[Work to be completed]
Only the lines below from the one containing "In the photo above, where can the cyclist's" to the one containing "In the photo above, where can the shadow" should be repeated, both included and unchanged.

[Information supplied]
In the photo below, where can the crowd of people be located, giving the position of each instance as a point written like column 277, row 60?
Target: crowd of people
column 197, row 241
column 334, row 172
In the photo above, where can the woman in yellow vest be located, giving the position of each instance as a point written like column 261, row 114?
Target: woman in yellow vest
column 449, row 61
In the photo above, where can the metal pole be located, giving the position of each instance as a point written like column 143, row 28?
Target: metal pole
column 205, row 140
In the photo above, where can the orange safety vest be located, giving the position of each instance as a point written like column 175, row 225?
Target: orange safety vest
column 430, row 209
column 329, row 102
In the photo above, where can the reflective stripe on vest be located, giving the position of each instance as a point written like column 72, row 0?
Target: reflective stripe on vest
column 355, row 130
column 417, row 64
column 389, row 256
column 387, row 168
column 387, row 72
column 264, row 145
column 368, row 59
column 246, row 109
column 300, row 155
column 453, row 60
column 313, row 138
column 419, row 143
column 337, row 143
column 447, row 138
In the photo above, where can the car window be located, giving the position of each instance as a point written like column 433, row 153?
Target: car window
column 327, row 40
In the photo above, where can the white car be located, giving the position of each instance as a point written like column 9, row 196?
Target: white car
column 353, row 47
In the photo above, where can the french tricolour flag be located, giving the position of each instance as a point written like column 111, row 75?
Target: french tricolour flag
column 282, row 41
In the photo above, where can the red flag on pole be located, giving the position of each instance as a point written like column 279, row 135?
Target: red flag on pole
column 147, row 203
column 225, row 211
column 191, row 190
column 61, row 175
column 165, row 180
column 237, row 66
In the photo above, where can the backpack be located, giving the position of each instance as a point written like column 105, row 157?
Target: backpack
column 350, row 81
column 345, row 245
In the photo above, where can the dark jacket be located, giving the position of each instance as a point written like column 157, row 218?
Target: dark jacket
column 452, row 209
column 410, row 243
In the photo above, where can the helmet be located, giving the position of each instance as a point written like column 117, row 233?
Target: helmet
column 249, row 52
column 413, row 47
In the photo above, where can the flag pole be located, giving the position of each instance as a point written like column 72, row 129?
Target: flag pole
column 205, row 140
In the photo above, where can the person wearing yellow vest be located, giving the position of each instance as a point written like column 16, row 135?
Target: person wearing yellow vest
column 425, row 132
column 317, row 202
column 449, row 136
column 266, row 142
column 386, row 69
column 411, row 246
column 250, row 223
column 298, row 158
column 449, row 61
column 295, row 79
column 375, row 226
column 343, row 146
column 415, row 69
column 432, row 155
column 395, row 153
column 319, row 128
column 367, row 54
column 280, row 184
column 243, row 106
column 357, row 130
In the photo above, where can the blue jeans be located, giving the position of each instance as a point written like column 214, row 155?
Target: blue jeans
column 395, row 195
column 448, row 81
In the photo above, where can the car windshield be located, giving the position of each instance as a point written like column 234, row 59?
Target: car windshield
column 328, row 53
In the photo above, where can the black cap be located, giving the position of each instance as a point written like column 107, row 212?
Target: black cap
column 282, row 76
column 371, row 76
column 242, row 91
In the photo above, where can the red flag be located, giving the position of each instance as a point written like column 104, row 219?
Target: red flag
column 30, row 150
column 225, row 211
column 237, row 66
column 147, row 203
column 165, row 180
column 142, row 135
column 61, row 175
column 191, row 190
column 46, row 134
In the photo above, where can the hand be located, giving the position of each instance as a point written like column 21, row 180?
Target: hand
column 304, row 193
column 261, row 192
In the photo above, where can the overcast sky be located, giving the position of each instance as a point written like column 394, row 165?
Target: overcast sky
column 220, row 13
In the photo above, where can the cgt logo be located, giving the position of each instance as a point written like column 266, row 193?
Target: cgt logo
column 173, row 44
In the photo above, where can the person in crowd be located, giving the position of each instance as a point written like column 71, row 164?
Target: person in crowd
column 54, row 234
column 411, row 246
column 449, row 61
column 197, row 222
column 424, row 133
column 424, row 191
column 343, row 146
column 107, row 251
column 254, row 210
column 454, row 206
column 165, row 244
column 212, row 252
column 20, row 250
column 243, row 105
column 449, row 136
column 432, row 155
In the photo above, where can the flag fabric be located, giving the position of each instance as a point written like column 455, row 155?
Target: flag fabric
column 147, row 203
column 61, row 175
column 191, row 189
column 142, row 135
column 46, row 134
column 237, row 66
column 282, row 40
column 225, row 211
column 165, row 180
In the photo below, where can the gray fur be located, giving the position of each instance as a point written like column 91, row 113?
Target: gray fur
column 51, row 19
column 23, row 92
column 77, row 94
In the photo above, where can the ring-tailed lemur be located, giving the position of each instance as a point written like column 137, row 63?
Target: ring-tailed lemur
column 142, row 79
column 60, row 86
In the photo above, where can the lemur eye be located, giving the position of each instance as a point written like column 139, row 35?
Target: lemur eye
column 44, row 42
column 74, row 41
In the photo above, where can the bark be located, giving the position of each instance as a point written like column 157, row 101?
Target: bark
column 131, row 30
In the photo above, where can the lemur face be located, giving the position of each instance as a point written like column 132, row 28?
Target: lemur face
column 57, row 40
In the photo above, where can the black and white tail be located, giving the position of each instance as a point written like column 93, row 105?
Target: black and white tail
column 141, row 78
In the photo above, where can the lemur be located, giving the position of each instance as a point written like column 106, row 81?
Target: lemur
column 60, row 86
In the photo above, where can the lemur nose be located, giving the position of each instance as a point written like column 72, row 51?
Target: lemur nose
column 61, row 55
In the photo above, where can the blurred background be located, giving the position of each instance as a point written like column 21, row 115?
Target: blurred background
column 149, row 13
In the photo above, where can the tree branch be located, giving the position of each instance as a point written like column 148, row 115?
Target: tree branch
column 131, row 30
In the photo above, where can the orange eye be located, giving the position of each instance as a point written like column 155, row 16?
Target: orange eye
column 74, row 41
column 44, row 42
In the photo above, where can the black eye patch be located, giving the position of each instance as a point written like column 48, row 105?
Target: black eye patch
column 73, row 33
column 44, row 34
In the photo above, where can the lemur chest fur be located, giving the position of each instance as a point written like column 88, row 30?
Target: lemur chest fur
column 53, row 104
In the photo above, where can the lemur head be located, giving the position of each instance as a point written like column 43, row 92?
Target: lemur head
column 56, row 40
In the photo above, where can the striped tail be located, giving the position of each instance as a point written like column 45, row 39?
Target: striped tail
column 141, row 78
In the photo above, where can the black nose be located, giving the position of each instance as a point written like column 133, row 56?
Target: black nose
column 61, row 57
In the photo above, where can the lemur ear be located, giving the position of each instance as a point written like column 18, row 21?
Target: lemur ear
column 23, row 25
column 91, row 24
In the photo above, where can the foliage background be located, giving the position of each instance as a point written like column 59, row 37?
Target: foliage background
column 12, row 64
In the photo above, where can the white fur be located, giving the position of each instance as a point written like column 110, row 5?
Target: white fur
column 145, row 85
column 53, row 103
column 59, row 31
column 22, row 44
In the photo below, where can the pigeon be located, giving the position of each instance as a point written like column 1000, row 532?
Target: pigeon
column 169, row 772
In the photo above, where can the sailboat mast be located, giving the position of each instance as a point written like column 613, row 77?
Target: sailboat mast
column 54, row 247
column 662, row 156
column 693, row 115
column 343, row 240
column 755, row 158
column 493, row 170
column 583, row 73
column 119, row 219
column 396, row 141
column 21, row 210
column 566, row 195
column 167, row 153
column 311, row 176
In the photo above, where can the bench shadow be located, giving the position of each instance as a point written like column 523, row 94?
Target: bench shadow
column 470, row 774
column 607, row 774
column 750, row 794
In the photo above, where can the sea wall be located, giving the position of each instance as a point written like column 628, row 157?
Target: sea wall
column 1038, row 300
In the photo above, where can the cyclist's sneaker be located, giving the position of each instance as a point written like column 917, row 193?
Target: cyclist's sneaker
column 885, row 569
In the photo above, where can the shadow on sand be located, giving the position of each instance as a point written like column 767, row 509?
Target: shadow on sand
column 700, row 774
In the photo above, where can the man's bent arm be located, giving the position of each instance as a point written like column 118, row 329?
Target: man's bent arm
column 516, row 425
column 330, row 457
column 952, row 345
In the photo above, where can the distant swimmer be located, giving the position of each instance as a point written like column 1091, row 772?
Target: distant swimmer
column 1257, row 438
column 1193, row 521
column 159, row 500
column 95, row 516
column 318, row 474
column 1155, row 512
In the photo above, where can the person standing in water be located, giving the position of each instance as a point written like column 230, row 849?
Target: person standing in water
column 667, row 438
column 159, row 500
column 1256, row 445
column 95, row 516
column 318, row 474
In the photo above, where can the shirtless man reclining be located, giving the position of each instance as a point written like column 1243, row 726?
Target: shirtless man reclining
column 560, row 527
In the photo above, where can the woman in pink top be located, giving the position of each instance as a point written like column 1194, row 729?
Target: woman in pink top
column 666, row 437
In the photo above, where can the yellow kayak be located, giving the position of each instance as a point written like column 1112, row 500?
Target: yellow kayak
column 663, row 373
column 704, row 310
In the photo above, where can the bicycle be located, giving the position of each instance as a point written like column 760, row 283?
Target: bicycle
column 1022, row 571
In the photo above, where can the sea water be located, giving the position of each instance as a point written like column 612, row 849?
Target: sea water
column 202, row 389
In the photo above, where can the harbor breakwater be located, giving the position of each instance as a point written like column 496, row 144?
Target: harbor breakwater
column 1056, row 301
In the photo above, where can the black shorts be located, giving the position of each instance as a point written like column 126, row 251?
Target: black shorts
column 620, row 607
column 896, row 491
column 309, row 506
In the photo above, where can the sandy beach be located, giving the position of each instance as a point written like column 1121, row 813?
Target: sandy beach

[Exercise result]
In the photo above, where can the cyclist's sneaker be located, giving the position of each instance as a point written like column 917, row 193?
Target: cyclist's sneaker
column 885, row 569
In the photo above, where can the shadow on sand be located, giving the position of each instance as a point written like column 767, row 509?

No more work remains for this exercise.